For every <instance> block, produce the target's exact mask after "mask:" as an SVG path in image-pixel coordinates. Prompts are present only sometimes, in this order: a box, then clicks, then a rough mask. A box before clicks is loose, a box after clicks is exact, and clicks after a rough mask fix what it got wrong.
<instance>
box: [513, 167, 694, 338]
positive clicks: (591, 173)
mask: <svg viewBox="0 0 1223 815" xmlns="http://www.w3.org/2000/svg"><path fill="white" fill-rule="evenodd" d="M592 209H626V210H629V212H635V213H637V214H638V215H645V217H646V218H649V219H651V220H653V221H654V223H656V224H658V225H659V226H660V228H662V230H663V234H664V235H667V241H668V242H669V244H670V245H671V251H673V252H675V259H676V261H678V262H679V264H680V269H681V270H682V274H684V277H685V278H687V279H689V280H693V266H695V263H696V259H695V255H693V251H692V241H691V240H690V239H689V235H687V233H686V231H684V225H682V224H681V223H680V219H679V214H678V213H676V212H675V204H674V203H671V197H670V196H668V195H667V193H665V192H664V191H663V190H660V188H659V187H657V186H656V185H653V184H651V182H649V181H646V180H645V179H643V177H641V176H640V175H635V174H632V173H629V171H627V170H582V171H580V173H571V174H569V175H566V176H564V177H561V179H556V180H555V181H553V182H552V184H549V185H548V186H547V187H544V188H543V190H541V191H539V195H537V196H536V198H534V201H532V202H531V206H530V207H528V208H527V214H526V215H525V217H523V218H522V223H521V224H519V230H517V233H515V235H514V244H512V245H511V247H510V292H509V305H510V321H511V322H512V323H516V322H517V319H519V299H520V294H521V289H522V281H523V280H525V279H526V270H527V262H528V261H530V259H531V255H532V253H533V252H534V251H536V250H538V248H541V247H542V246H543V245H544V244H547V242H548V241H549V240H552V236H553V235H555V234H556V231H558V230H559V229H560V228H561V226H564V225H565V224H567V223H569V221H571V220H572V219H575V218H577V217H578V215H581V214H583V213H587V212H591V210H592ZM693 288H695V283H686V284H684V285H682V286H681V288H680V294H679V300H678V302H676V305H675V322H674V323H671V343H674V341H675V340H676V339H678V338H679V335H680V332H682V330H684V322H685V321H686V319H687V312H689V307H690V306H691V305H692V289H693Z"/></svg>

****

### Prompt
Return every entry exactly.

### Answer to the exercise
For every <instance> block, produce the target's exact mask after "mask:" as an SVG path in image-pixel coordinates. Prompts are present only sometimes, in this order: a box, then clicks, then a rough mask. A box before clicks is loose, a box after clicks is exact, and clicks after a rough mask fix what it got wrong.
<instance>
box: [513, 167, 694, 338]
positive clicks: (591, 173)
mask: <svg viewBox="0 0 1223 815" xmlns="http://www.w3.org/2000/svg"><path fill="white" fill-rule="evenodd" d="M592 209H626V210H629V212H635V213H637V214H638V215H645V217H646V218H649V219H651V220H653V221H654V223H656V224H658V225H659V226H660V228H662V230H663V234H664V235H667V241H668V242H669V244H670V245H671V251H673V252H675V259H676V261H678V262H679V264H680V269H681V270H682V274H684V277H685V278H687V279H689V280H693V266H695V263H696V259H695V255H693V251H692V241H691V240H690V239H689V235H687V233H686V231H684V225H682V224H681V223H680V219H679V214H678V213H676V212H675V204H674V203H671V197H670V196H668V195H667V193H665V192H664V191H663V190H660V188H659V187H657V186H656V185H653V184H651V182H649V181H646V180H645V179H643V177H641V176H640V175H635V174H632V173H629V171H627V170H582V171H580V173H571V174H569V175H566V176H564V177H561V179H556V180H555V181H553V182H552V184H549V185H548V186H547V187H544V188H543V190H541V191H539V195H537V196H536V198H534V201H532V202H531V206H530V207H528V208H527V214H526V215H525V217H523V218H522V223H521V224H519V230H517V233H515V235H514V244H512V245H511V247H510V292H509V305H510V321H511V322H512V323H516V322H517V319H519V299H520V294H521V289H522V281H523V280H525V279H526V270H527V262H528V261H530V259H531V255H532V253H533V252H534V251H536V250H538V248H541V247H542V246H543V245H544V244H547V242H548V241H549V240H552V236H553V235H555V234H556V231H558V230H559V229H560V228H561V226H564V225H565V224H567V223H569V221H571V220H572V219H575V218H577V217H578V215H581V214H583V213H587V212H591V210H592ZM693 288H695V283H686V284H684V285H682V286H681V288H680V294H679V300H678V302H676V305H675V322H674V323H671V343H674V341H675V340H676V339H678V338H679V335H680V332H682V330H684V322H685V321H686V319H687V312H689V307H690V306H691V305H692V289H693Z"/></svg>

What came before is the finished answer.